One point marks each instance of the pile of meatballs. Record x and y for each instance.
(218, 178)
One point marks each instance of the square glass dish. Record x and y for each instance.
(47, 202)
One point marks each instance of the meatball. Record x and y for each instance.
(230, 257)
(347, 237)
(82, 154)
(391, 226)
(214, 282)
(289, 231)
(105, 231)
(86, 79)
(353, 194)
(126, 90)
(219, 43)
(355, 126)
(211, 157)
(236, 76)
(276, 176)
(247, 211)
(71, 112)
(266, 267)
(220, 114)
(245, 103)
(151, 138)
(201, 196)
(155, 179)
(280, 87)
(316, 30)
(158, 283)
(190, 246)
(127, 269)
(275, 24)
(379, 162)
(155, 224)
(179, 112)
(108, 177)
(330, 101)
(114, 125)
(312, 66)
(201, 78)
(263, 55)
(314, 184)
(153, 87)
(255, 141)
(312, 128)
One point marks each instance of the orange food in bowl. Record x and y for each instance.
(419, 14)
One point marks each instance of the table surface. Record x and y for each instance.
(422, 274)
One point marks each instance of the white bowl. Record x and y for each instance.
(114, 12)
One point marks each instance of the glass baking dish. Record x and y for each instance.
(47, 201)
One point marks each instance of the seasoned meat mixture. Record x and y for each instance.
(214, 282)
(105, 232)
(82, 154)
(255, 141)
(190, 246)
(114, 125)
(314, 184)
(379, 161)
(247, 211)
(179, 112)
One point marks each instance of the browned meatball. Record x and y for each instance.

------

:: Directions ::
Return all of the above records exactly, leaving no line out.

:: Solution to the exercise ::
One point marks each instance of the pile of meatballs. Record x and y for each instance.
(218, 178)
One point marks each instance of the square glass dish. Record x and y for each instance.
(47, 202)
One point marks each instance of the meatball. Record x and y for each instance.
(230, 257)
(347, 237)
(82, 154)
(391, 226)
(214, 282)
(289, 231)
(105, 231)
(86, 79)
(353, 194)
(126, 90)
(219, 43)
(355, 126)
(211, 157)
(236, 76)
(276, 176)
(247, 211)
(71, 112)
(266, 267)
(220, 114)
(245, 103)
(151, 138)
(201, 196)
(155, 179)
(280, 87)
(316, 30)
(158, 283)
(190, 246)
(127, 269)
(275, 24)
(379, 162)
(155, 224)
(179, 112)
(108, 177)
(330, 101)
(114, 125)
(312, 66)
(201, 78)
(263, 55)
(314, 184)
(153, 87)
(255, 141)
(312, 128)
One point marks each instance of the orange food in bowl. Record x and y for each instance.
(419, 14)
One point marks each instance of the table surface. Record x and y for each instance.
(422, 274)
One point marks each instance of the white bowl. Record x and y for each instance.
(114, 12)
One point marks each instance of the glass baking dish. Record x and y for each instance.
(47, 201)
One point marks each instance of the seasoned meat mixture. Record x and y for each instance.
(214, 282)
(105, 232)
(82, 154)
(255, 141)
(190, 246)
(114, 125)
(314, 184)
(379, 161)
(247, 211)
(179, 112)
One point marks each instance of the browned meatball. Record x and y for each instance.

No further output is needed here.